## OBJECTIVE 1:
Answer the following from the chemistry text:
(a) At what temperature and ethanol percentage does the ethanol–water azeotrope form?
(b) What equation is given for the reaction of calcium oxide with water?
(c) What mass of X is extracted in the single extraction with 60 cm³ of ether?
## OBJECTIVE 2:
Proceed with the chemistry text, writing onward from the point at which it stops.

## TEXT EXCERPT:

On the T-x,y diagram, as distillation proceeds from a dilute ethanol mixture, the vapour successively becomes richer in ethanol. However, once the azeotrope composition is reached, the liquid and vapour lines meet. The vapour at this point has the same composition as the liquid — no further enrichment can occur by distillation alone. Any distillate beyond this point would carry over both ethanol and water in the fixed azeotrope ratio.
Additional Detail — How to Get Anhydrous Ethanol
To obtain 100% ethanol, the water must be removed by a chemical drying agent:
• Calcium oxide (CaO/quicklime) — reacts with water: CaO + H₂O → Ca(OH)₂
• Anhydrous copper(II) sulfate, silica gel, or molecular sieves
Then the anhydrous ethanol is distilled off from the drying agent.
✓ The ethanol–water system forms a minimum-boiling azeotrope (78.2°C, 95.6% EtOH). At this composition the liquid and vapour are identical, so distillation cannot produce further enrichment.
5
Partition Coefficient — Single vs Multiple Extractions
Solvent Extraction · Partition Law · CE Q

A compound X has K_d = 5.0 (ether/water). 0.60 g of X is dissolved in 60 cm³ of water. (a) Calculate the mass extracted in a single extraction using 60 cm³ of ether. (b) Calculate the total mass extracted using TWO extractions each with 30 cm³ ether. (c) State which procedure is more efficient.

Part (a) — Single extraction: 60 cm³ ether
Let mass extracted = m grams. Mass remaining in water = (0.60 − m) g. K_d = [X]_ether / [X]_water = (m/60) / ((0.60−m)/60) = 5.0 m / (0.60 − m) = 5.0 m = 3.0 − 5m → 6m = 3.0 → m = 0.50 g Mass extracted = 0.50 g (83.3%)
Part (b) — First extraction: 30 cm³ ether
Let mass extracted in 1st extraction = m₁. K_d = (m₁/30) / ((0.60−m₁)/60) = 5.0 m₁ × 60 / (30 × (0.60−m₁)) = 5.0 2m₁ / (0.60−m₁) = 5.0 2m₁ = 3.0 − 5m₁ → 7m₁ = 3.0 → m₁ = 0.4286 g Remaining in water = 0.60 − 0.4286 = 0.1714 g
Part (b) — Second extraction: 30 cm³ ether on remaining 0.1714 g
2m₂ / (0.1714−m₂) = 5.0 2m₂ = 0.857 − 5m₂ → 7m₂ = 0.857 → m₂ = 0.1224 g Total extracted = 0.4286 + 0.1224 = 0.5510 g (91.8%)

Image point annotation items
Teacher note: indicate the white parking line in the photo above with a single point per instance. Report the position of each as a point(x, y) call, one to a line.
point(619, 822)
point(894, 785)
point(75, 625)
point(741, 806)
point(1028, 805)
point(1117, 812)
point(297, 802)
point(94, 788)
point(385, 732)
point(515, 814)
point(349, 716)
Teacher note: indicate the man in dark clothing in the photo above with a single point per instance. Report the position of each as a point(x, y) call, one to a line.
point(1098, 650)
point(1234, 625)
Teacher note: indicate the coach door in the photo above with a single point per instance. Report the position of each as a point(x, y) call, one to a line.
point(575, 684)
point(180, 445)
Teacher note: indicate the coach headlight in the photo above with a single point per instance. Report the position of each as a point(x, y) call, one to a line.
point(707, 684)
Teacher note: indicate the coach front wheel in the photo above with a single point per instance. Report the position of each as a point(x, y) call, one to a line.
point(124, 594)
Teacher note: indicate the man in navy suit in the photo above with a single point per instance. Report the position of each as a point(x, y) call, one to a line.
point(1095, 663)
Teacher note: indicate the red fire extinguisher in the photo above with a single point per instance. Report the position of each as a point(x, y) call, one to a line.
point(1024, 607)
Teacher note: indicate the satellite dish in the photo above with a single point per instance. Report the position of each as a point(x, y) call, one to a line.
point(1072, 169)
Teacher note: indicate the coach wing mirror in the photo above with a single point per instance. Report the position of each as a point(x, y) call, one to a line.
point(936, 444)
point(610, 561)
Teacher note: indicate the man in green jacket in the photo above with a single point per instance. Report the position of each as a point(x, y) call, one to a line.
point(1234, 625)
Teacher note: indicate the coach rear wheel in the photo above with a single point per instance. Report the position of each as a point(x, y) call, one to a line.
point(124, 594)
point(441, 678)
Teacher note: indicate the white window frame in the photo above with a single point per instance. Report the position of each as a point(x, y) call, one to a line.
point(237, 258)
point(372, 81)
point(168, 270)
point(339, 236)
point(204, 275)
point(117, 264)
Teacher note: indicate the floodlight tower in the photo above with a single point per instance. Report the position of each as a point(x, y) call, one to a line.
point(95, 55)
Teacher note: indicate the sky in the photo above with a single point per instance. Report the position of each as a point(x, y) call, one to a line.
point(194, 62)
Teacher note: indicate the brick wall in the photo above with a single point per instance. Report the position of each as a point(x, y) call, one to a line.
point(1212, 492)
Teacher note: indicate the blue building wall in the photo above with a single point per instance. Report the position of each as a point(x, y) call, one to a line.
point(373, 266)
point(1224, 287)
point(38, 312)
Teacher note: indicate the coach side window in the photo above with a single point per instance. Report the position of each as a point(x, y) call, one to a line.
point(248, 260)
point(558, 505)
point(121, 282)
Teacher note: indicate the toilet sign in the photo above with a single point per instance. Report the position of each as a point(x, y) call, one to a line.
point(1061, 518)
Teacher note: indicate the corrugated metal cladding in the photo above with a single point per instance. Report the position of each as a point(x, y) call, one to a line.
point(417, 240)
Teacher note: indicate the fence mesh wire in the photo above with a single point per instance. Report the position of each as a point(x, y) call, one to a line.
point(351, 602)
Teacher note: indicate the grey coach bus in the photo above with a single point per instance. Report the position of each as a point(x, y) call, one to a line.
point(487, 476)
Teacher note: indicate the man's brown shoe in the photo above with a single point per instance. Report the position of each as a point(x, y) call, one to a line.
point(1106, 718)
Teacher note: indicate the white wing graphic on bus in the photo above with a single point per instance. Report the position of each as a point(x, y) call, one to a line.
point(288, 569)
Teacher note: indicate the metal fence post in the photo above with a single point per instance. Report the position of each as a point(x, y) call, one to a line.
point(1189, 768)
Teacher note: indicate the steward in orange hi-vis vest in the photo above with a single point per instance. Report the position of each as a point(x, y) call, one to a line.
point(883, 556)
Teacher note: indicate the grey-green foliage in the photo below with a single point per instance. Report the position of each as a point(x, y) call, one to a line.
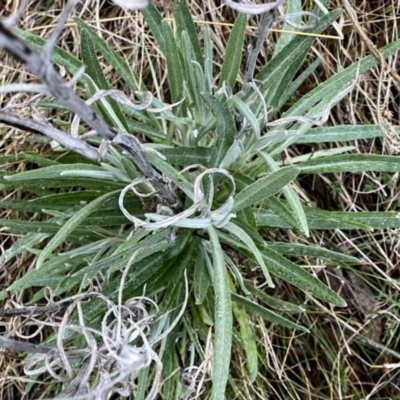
point(86, 213)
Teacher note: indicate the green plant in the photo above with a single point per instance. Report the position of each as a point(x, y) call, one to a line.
point(226, 185)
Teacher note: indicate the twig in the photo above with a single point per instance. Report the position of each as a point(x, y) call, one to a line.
point(42, 128)
point(263, 28)
point(17, 345)
point(372, 48)
point(41, 66)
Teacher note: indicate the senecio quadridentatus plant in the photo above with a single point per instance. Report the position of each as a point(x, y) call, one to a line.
point(207, 179)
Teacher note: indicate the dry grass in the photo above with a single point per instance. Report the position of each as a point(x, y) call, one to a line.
point(351, 354)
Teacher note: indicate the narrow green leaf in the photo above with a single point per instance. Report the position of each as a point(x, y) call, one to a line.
point(246, 112)
point(154, 18)
point(121, 255)
point(184, 22)
point(233, 52)
point(53, 171)
point(201, 279)
point(208, 60)
point(279, 72)
point(297, 276)
point(120, 65)
point(339, 81)
point(321, 219)
point(264, 188)
point(343, 133)
point(171, 173)
point(351, 163)
point(58, 55)
point(248, 338)
point(93, 69)
point(306, 250)
point(225, 132)
point(268, 315)
point(223, 319)
point(246, 239)
point(296, 209)
point(273, 301)
point(186, 155)
point(292, 7)
point(288, 271)
point(70, 225)
point(174, 66)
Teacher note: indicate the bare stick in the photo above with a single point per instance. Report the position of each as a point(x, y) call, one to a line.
point(42, 128)
point(24, 347)
point(45, 71)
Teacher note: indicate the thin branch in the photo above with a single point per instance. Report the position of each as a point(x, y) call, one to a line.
point(61, 137)
point(55, 85)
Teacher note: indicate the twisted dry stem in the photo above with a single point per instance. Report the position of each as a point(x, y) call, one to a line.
point(41, 66)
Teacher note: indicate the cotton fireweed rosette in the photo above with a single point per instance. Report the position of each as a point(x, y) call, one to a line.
point(132, 4)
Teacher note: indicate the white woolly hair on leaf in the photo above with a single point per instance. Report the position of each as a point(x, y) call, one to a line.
point(132, 4)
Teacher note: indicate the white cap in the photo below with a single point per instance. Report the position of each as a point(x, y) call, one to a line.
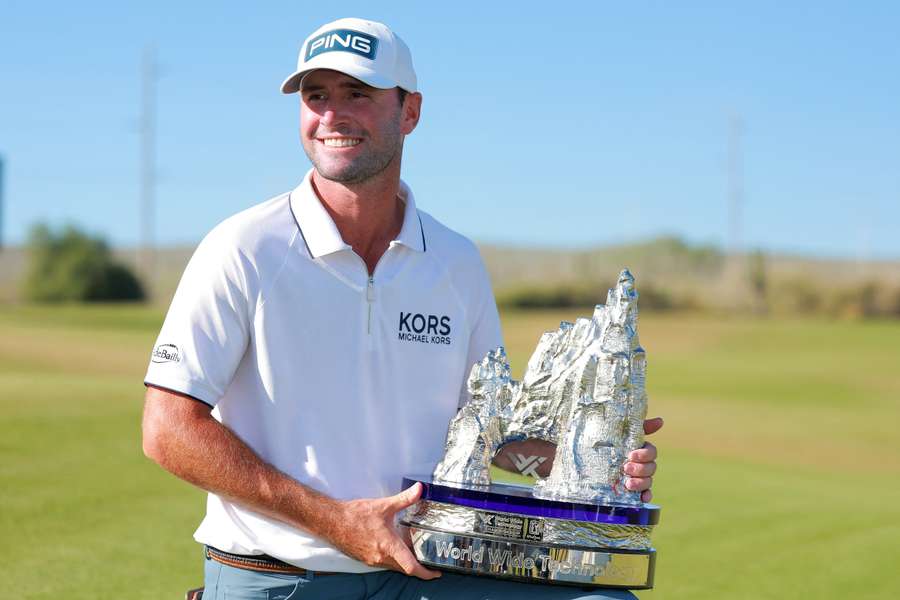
point(365, 50)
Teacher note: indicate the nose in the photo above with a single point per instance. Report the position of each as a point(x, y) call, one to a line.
point(334, 114)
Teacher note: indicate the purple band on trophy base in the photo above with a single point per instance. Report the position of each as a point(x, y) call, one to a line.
point(513, 499)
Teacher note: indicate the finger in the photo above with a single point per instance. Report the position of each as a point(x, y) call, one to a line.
point(653, 425)
point(636, 469)
point(646, 453)
point(638, 484)
point(408, 564)
point(406, 498)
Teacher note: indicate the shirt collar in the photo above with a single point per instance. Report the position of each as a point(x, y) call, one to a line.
point(321, 234)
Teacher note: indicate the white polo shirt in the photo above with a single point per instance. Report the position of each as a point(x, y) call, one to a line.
point(345, 382)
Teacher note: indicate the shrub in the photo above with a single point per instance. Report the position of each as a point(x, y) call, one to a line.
point(71, 266)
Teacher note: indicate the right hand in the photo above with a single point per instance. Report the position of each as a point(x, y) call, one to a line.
point(368, 533)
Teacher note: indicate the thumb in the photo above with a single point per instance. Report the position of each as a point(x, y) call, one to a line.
point(407, 497)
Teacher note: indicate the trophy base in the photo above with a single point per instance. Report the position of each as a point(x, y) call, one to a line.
point(532, 562)
point(503, 531)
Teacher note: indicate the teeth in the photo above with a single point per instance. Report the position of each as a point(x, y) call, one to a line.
point(340, 142)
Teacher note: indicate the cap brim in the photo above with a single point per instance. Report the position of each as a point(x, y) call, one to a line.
point(291, 85)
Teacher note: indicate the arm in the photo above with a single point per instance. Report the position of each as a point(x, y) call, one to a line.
point(180, 434)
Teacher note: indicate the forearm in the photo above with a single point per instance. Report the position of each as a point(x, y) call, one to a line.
point(183, 438)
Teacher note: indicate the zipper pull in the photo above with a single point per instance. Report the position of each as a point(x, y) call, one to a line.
point(370, 298)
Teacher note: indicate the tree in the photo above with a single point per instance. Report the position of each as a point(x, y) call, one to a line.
point(71, 266)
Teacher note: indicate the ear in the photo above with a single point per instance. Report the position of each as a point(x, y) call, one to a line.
point(410, 112)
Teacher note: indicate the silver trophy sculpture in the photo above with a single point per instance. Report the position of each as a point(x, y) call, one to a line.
point(583, 391)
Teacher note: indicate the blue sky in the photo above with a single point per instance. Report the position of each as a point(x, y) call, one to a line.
point(550, 123)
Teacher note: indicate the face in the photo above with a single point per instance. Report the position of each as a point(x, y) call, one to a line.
point(350, 131)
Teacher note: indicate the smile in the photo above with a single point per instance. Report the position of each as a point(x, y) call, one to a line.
point(340, 142)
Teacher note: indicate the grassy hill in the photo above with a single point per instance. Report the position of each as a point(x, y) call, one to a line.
point(779, 461)
point(668, 271)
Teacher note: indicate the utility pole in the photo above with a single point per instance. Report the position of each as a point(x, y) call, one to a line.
point(147, 209)
point(737, 267)
point(735, 185)
point(1, 202)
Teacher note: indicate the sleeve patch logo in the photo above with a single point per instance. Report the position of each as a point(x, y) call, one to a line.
point(166, 353)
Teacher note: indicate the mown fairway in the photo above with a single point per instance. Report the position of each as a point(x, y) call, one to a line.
point(779, 460)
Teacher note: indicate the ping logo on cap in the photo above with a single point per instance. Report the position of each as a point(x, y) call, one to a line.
point(343, 40)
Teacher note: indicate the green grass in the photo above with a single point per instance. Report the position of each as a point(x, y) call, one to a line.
point(779, 460)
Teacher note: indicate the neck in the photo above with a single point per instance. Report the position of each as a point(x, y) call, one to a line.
point(368, 214)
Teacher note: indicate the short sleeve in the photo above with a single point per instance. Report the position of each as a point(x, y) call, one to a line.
point(485, 334)
point(206, 331)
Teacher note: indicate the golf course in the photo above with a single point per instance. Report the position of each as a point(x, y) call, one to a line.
point(779, 466)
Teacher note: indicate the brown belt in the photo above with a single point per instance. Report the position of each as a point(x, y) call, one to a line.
point(262, 562)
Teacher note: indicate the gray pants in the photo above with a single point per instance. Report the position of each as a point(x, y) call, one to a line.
point(224, 582)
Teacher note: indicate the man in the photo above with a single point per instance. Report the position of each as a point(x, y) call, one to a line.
point(332, 328)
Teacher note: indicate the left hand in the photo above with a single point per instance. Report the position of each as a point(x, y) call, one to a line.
point(641, 464)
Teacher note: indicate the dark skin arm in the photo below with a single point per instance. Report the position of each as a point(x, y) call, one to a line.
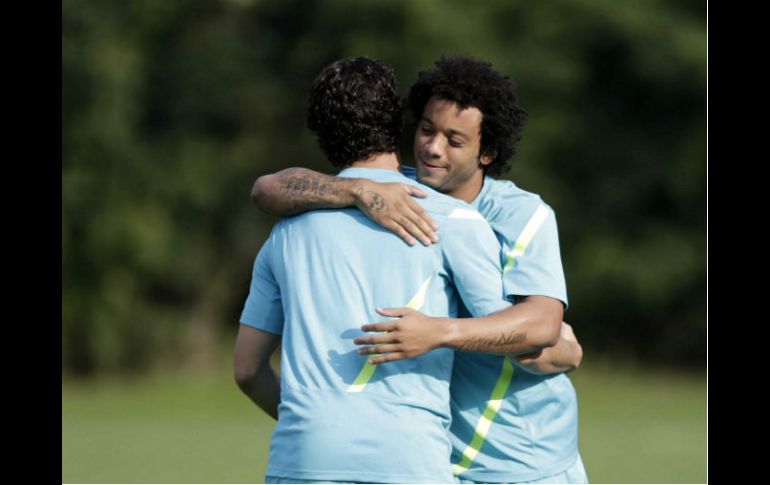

## EXPECTED OUTPUT 1:
(a) 78.2°C and 95.6% EtOH
(b) CaO + H₂O → Ca(OH)₂
(c) 0.50 g (83.3%)

## EXPECTED OUTPUT 2:
✓ (a) 0.50 g (83.3%) vs (b) 0.55 g (91.8%) — multiple small extractions are more efficient. Each fresh solvent restores a maximum concentration gradient, pulling more solute across the interface.
6
Reading a BP–Composition Diagram
Fractional Distillation · T-x,y Diagram · CE Q2(b)(c)

A boiling point–composition diagram for benzene–toluene at 1 atm shows: pure benzene bp = 80.1°C, pure toluene bp = 110.6°C. (b) At 95°C, read the liquid composition (x_benz) and vapour composition (y_benz). (c) Explain how fractional distillation enriches the vapour in benzene.

Part (b) — Reading the diagram at 95°C
Draw a horizontal tie-line at T = 95°C across the two-phase region:
• The intersection with the liquid (bubble point) curve gives: x_benz ≈ 0.41 • The intersection with the vapour (dew point) curve gives: y_benz ≈ 0.63 Note: y_benz > x_benz — confirming the vapour is richer in benzene (more volatile).
Part (c) — Mechanism of enrichment
Starting from a mixture with x_benz = 0.41:
1. Heat to 95°C → first vapour formed has y_benz ≈ 0.63 (richer in benzene).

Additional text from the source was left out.